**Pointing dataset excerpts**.
######
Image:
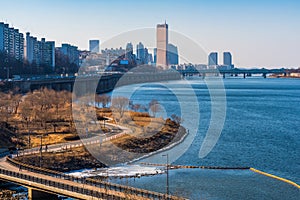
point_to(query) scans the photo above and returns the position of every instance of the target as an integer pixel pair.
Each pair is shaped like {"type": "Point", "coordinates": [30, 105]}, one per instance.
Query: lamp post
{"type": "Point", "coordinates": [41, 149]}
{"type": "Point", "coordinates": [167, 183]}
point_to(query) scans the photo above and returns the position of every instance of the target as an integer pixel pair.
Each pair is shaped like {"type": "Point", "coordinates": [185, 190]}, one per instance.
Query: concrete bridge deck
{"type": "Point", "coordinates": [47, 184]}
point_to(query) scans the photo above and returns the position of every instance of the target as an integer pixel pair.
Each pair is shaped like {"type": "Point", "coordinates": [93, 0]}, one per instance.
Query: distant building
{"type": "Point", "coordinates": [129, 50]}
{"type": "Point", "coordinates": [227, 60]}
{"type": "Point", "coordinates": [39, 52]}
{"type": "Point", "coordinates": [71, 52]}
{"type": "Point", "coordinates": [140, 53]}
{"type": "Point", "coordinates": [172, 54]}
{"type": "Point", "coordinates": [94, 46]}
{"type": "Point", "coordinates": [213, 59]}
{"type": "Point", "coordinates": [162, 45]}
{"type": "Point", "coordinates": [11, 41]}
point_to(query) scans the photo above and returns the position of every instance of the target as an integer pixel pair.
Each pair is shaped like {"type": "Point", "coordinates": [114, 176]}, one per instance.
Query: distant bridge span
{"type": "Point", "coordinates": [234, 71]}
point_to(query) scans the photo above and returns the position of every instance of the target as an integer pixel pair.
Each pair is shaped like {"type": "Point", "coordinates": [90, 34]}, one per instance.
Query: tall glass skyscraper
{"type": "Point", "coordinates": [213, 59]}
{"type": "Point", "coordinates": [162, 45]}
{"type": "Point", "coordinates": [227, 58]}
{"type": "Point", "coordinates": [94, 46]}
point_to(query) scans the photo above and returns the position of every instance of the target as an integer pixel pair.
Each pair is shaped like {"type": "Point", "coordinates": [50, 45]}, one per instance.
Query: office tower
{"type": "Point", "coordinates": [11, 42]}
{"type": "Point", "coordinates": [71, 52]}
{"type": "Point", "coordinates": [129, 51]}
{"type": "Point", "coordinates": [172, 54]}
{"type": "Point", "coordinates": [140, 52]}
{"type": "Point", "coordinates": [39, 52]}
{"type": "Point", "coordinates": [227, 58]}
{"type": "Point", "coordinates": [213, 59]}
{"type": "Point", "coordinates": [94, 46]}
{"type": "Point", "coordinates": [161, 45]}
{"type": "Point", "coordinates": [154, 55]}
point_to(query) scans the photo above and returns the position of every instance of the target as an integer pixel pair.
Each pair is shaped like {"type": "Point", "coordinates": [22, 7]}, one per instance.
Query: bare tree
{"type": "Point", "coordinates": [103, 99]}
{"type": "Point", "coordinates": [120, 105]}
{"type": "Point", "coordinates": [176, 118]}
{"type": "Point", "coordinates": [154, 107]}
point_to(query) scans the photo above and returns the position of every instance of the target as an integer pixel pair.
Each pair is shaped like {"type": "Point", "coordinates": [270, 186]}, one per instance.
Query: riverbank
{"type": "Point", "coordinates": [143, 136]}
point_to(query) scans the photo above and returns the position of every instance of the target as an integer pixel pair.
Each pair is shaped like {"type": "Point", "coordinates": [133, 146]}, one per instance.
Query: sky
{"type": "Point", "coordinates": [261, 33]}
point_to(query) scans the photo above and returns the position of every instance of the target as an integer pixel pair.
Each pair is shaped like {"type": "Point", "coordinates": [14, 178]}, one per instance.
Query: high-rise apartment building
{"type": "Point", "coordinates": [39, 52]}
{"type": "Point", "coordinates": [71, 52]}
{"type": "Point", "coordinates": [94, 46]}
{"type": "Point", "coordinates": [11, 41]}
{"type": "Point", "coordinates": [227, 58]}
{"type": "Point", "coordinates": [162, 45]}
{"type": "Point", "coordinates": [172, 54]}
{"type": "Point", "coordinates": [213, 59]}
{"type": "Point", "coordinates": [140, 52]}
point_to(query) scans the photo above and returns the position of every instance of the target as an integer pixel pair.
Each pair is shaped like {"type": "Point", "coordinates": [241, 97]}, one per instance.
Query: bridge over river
######
**WORK INSTRUCTIONS**.
Give the data above again in full and unchanged, skipping the pictures.

**EXPECTED ANSWER**.
Image:
point_to(query) scans the photo above and returns the position of every instance of the target as an integer pixel pair.
Each pair is shaped like {"type": "Point", "coordinates": [30, 105]}, one per instance.
Query: lamp post
{"type": "Point", "coordinates": [41, 149]}
{"type": "Point", "coordinates": [167, 183]}
point_to(query) scans the photo above and returns the position of every instance of the target as an integer pixel pair.
Each pair is shaped like {"type": "Point", "coordinates": [185, 190]}, one per instance.
Query: concrete bridge deck
{"type": "Point", "coordinates": [47, 184]}
point_to(query) scans the photo above and returns the position of every instance of the target as an integer pixel pair.
Each pair is shaped like {"type": "Point", "coordinates": [93, 0]}, one per instance.
Query: distant building
{"type": "Point", "coordinates": [129, 50]}
{"type": "Point", "coordinates": [227, 60]}
{"type": "Point", "coordinates": [39, 52]}
{"type": "Point", "coordinates": [71, 52]}
{"type": "Point", "coordinates": [140, 53]}
{"type": "Point", "coordinates": [172, 54]}
{"type": "Point", "coordinates": [94, 46]}
{"type": "Point", "coordinates": [213, 59]}
{"type": "Point", "coordinates": [162, 45]}
{"type": "Point", "coordinates": [11, 41]}
point_to(query) scans the photo above and returns the position of every instance of the target as an integer pixel pair.
Each pair is shaped like {"type": "Point", "coordinates": [114, 176]}, one per instance.
Query: distant bridge span
{"type": "Point", "coordinates": [234, 71]}
point_to(query) scans the photo above and returns the position of every instance of the target as an integer pixel pair.
Each pair is shaped like {"type": "Point", "coordinates": [90, 34]}, one per instance.
Query: tall glass skyscraper
{"type": "Point", "coordinates": [213, 59]}
{"type": "Point", "coordinates": [162, 45]}
{"type": "Point", "coordinates": [227, 58]}
{"type": "Point", "coordinates": [94, 46]}
point_to(query) scans the photo above and returns the position of every instance of the target as an integer pixel pair.
Each pair is shaped like {"type": "Point", "coordinates": [50, 45]}, one per instance.
Query: office tower
{"type": "Point", "coordinates": [11, 42]}
{"type": "Point", "coordinates": [71, 52]}
{"type": "Point", "coordinates": [129, 51]}
{"type": "Point", "coordinates": [172, 54]}
{"type": "Point", "coordinates": [140, 52]}
{"type": "Point", "coordinates": [39, 52]}
{"type": "Point", "coordinates": [227, 58]}
{"type": "Point", "coordinates": [213, 59]}
{"type": "Point", "coordinates": [94, 46]}
{"type": "Point", "coordinates": [161, 45]}
{"type": "Point", "coordinates": [154, 55]}
point_to(query) scans the photo above and returns the position of every instance of the target as an integer pixel pair.
Each pair is shaped like {"type": "Point", "coordinates": [22, 7]}, one per instance.
Query: bare tree
{"type": "Point", "coordinates": [103, 99]}
{"type": "Point", "coordinates": [120, 105]}
{"type": "Point", "coordinates": [176, 118]}
{"type": "Point", "coordinates": [154, 107]}
point_to(query) scans the photo above and returns the position of every instance of the target as an integer pixel pair.
Each pair is shaped like {"type": "Point", "coordinates": [270, 186]}, one per instance.
Query: riverbank
{"type": "Point", "coordinates": [143, 136]}
point_to(query) scans the photo above and returns the position of every instance of the target as an integer pixel pair.
Each pair is shaped like {"type": "Point", "coordinates": [133, 146]}, one per instance.
Query: sky
{"type": "Point", "coordinates": [261, 33]}
point_to(query) scans the photo above and returns the position of every instance of the target as an integer pixel pair.
Each pair is shaped like {"type": "Point", "coordinates": [14, 178]}, one per instance.
Query: high-rise apartment building
{"type": "Point", "coordinates": [39, 52]}
{"type": "Point", "coordinates": [71, 52]}
{"type": "Point", "coordinates": [94, 46]}
{"type": "Point", "coordinates": [11, 41]}
{"type": "Point", "coordinates": [227, 58]}
{"type": "Point", "coordinates": [162, 45]}
{"type": "Point", "coordinates": [172, 54]}
{"type": "Point", "coordinates": [213, 59]}
{"type": "Point", "coordinates": [140, 52]}
point_to(query) scans the photo above and returns the position of every instance of the target as an integer pixel pair.
Each pair is shaped like {"type": "Point", "coordinates": [241, 97]}, one per instance.
Query: bridge over river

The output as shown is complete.